Include in the output the line containing "Check that every instance of the visitor" and each subsequent line of the records, through the end, transcribed exactly. Add nothing else.
++++ Dataset entries ++++
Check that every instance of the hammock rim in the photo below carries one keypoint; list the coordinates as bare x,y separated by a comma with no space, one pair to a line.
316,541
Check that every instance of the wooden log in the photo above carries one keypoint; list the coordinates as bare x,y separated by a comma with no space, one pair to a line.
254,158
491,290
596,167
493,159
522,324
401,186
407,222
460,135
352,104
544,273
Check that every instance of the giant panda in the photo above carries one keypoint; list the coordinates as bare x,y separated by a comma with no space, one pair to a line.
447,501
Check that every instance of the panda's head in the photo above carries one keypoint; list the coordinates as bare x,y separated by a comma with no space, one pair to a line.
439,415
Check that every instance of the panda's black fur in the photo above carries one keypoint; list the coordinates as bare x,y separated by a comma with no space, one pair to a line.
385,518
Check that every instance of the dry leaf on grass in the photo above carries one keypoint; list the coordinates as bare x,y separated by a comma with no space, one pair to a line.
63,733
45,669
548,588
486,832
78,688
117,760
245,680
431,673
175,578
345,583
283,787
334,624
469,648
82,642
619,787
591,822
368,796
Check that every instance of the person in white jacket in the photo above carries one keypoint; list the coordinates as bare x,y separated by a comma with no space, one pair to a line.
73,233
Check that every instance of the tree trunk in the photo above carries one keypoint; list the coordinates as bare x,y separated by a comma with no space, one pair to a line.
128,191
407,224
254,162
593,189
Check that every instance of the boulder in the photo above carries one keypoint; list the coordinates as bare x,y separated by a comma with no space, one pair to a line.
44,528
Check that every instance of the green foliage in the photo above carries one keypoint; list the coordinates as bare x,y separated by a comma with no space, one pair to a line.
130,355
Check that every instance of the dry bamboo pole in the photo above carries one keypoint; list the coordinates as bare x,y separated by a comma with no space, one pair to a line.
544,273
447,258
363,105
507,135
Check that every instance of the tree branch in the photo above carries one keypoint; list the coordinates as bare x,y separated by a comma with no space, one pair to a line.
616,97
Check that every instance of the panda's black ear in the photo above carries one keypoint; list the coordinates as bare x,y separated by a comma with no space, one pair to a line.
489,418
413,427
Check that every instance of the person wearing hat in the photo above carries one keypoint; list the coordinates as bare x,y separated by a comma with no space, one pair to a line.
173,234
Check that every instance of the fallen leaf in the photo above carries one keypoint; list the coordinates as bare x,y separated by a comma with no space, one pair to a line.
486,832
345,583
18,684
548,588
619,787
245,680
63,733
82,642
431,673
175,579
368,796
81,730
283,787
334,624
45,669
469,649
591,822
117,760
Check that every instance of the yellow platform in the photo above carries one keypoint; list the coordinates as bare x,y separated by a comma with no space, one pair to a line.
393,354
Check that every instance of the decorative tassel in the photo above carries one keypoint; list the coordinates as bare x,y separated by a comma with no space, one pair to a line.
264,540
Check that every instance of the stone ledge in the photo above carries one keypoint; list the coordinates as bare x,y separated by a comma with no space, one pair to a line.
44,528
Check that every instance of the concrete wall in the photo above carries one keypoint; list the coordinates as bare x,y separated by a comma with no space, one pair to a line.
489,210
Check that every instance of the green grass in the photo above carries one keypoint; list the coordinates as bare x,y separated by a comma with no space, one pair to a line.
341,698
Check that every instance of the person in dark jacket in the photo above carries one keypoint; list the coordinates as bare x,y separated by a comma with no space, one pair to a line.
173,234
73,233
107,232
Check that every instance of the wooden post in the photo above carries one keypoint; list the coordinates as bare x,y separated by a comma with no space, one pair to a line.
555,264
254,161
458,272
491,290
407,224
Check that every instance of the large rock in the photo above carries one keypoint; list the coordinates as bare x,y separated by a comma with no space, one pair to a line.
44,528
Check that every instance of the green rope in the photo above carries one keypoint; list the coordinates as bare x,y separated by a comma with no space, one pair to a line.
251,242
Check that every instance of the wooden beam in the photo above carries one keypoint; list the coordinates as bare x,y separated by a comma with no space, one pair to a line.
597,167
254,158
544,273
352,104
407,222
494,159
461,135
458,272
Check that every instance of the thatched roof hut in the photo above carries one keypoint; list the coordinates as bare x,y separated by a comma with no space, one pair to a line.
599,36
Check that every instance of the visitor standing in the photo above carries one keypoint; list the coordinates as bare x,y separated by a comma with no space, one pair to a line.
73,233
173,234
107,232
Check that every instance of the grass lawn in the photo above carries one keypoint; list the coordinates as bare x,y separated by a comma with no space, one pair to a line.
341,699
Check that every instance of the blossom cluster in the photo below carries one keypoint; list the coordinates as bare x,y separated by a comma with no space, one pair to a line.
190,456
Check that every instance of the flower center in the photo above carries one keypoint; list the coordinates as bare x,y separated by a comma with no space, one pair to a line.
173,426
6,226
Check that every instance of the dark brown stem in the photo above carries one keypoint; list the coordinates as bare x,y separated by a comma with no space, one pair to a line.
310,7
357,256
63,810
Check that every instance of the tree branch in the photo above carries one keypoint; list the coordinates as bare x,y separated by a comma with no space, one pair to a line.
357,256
++++
* _Answer_:
Check that every instance of the visitor standing in the photo above carries one keypoint; list the coordinates as bare x,y separated by a comma with no space, one pair to a line.
73,233
173,234
107,232
Check that every instance of the grass lawn in the photo above carries one keypoint; list the coordinates as bare x,y separated by a comma with no space, one pair to a line.
341,699
Check that every instance of the blossom cluster in the photo below carries one keypoint; list the coordinates as bare x,y separated by a comma with no space, one pair to a line.
190,456
Check that every instance of the flower center in the photo above carries one keypoint; list the coordinates as bare x,y separated by a comma with no space, one pair to a line.
173,426
6,226
Check that every instance of the dark brown stem in the photo above carries one keypoint; list the coordinates as bare x,y separated by a comma with no space, one pair to a line.
310,7
357,256
63,810
Check that every instance of the tree branch in the photo above carries one keypoint; list the coordinates as bare x,y separated by a comma with no space, one pair to a line.
357,256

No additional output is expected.